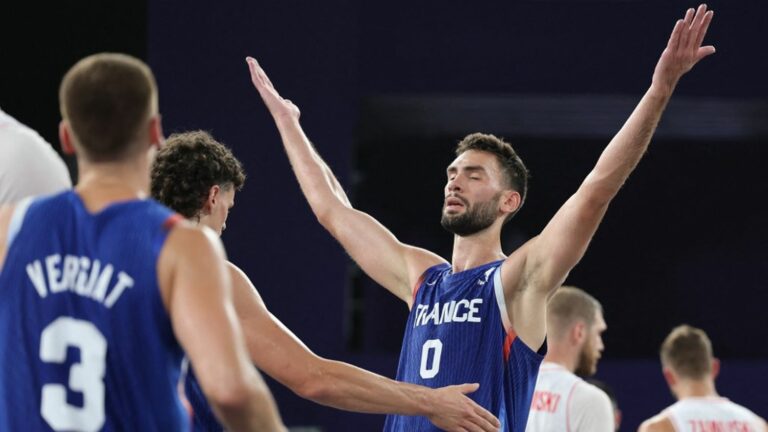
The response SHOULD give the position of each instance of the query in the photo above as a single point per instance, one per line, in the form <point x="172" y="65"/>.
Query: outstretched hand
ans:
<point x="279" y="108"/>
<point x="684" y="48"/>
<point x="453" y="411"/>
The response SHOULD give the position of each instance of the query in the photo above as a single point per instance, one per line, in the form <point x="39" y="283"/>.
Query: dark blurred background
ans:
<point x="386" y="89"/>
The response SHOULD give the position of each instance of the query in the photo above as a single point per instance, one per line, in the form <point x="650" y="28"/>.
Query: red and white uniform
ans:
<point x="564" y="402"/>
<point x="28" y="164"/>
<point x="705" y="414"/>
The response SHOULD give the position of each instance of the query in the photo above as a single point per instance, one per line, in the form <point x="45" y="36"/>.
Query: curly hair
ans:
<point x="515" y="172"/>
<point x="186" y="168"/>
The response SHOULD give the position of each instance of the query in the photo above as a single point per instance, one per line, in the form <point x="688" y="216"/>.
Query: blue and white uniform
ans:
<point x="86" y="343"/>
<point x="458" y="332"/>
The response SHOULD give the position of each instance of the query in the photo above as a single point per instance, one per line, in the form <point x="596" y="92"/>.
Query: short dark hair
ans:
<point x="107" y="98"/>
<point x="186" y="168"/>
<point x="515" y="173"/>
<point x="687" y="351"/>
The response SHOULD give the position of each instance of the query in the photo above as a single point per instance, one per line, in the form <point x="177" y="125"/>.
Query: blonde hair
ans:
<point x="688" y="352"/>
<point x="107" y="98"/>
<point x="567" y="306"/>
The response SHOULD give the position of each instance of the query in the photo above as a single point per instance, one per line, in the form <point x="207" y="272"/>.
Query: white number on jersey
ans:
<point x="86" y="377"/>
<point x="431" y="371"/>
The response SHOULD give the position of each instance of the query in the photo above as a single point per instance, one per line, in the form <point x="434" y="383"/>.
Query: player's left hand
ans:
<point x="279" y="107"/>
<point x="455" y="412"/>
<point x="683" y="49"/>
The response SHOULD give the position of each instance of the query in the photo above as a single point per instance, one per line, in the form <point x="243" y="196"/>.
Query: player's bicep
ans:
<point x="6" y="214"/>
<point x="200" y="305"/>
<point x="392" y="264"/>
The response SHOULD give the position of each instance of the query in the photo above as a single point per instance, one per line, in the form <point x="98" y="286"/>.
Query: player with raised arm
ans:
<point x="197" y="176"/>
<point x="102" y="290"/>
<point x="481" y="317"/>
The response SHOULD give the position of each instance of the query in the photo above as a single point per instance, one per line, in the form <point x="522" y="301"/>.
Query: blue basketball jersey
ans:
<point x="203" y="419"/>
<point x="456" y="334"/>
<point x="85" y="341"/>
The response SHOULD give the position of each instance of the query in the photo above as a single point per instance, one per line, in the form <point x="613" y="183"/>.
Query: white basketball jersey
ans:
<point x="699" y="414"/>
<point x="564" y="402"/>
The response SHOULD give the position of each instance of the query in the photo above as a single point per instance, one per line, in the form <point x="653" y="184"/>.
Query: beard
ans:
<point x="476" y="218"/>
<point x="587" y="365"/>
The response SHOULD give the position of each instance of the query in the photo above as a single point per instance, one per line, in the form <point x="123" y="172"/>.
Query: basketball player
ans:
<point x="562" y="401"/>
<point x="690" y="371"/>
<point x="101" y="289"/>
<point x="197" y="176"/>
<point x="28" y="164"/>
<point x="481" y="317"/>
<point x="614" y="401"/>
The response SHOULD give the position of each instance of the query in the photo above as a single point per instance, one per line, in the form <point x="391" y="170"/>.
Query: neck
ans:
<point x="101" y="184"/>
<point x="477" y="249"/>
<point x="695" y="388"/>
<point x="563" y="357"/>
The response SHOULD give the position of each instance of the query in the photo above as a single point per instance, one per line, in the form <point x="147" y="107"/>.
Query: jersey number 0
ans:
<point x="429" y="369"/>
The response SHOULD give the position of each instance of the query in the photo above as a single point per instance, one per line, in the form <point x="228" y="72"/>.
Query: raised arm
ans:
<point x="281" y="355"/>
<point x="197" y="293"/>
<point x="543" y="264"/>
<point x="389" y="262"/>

______________________________

__Written instruction__. Every record above must be given again exactly; drop the pictures.

__Problem solution__.
The response SHOULD give the position of each instance of the query in the photo above as a single point per instance, one per line, in the form <point x="172" y="65"/>.
Query: outstretched hand
ans:
<point x="279" y="108"/>
<point x="684" y="48"/>
<point x="453" y="411"/>
The response SHOULD give the position of each instance of the query in the photo above as a single point per instance, one per line, in the form <point x="39" y="283"/>.
Query: dark blurred background
ans:
<point x="386" y="89"/>
The response SHOULD give the position of each instance of the query in the photo above as a single point per instance, one per line, in the form <point x="650" y="28"/>.
Query: red and white uniform
ans:
<point x="564" y="402"/>
<point x="28" y="164"/>
<point x="705" y="414"/>
The response SHOULD give the position of each instance of the query in the photo above as a single point per instance, one per line, in the form <point x="45" y="36"/>.
Query: curly hair
ans:
<point x="515" y="172"/>
<point x="186" y="168"/>
The response SHOULD give the position of each instance of the query in the photo above as a single point per instance, one per line, in the form <point x="688" y="216"/>.
Query: blue and white uniform
ans:
<point x="86" y="343"/>
<point x="458" y="332"/>
The response SHOULD give the position of each instance of the query in the photo above as a single point per instance, one per line, in the form <point x="596" y="92"/>.
Query: short dark hair
ans:
<point x="107" y="98"/>
<point x="186" y="168"/>
<point x="515" y="173"/>
<point x="687" y="351"/>
The response SHOULD give the position of each instance of the query in the photo above as a single point per instance, one per line, in the form <point x="177" y="125"/>.
Query: blonde hair
ans:
<point x="688" y="352"/>
<point x="107" y="98"/>
<point x="567" y="306"/>
The response SHOULD give the position of each instance of the query in the photo above as a single point per instance, one per line, in the form <point x="207" y="272"/>.
Query: white number on jersey
ans:
<point x="86" y="377"/>
<point x="431" y="371"/>
The response SHOULD give the position of each instance of the query in the photo above as a single point per instance, one per line, in the form <point x="434" y="383"/>.
Query: player's left hand
ans:
<point x="279" y="107"/>
<point x="455" y="412"/>
<point x="683" y="49"/>
The response SHOULD give the position of each instance of the query in the photo above as a single point per instance, one per line, in the form <point x="243" y="196"/>.
Query: player's bicep
ans:
<point x="6" y="214"/>
<point x="200" y="305"/>
<point x="392" y="264"/>
The response SHOULD give the position of each instance of the query in the photo above as a single point per instance, one per line, in the form <point x="98" y="286"/>.
Query: player with raised arm
ans:
<point x="197" y="176"/>
<point x="102" y="290"/>
<point x="481" y="317"/>
The response SHOULD give the position of each instance of the query in the photo above as a single point per instance, one per line, in the form <point x="522" y="301"/>.
Query: blue basketball jersey
ans:
<point x="203" y="419"/>
<point x="456" y="334"/>
<point x="85" y="341"/>
The response SHOULD give the position of each instance of the query in the photo above as a single point per instance, one per line, in the form <point x="613" y="183"/>.
Query: white basketball jersey
ans:
<point x="699" y="414"/>
<point x="564" y="402"/>
The response SHOULD give the position of each instance of the query in the photo above as a single point per instance, one per line, in the form <point x="653" y="184"/>.
Query: beard
ans:
<point x="476" y="218"/>
<point x="587" y="365"/>
The response SHOULD give the position of each instance of the query in the photo above as a single point per instance, one per line, in the form <point x="123" y="172"/>.
Query: basketball player
ans:
<point x="562" y="401"/>
<point x="690" y="371"/>
<point x="101" y="289"/>
<point x="197" y="176"/>
<point x="28" y="164"/>
<point x="481" y="317"/>
<point x="614" y="401"/>
The response SHOULD give the position of each instance of the query in the photo above as a single point per instance, one per line, in the form <point x="391" y="170"/>.
Query: neck
ans:
<point x="101" y="184"/>
<point x="477" y="249"/>
<point x="695" y="388"/>
<point x="563" y="357"/>
The response SHOULD give the position of each instance of the query in the photo above as a single point per instance, one per line, in the form <point x="147" y="107"/>.
Query: jersey number 0
ans:
<point x="429" y="369"/>
The response SHOULD give the position of each instance of the query in the photo above as a single point per instance, one per line, in the form <point x="228" y="72"/>.
Query: raised arm
ans:
<point x="281" y="355"/>
<point x="197" y="293"/>
<point x="543" y="264"/>
<point x="389" y="262"/>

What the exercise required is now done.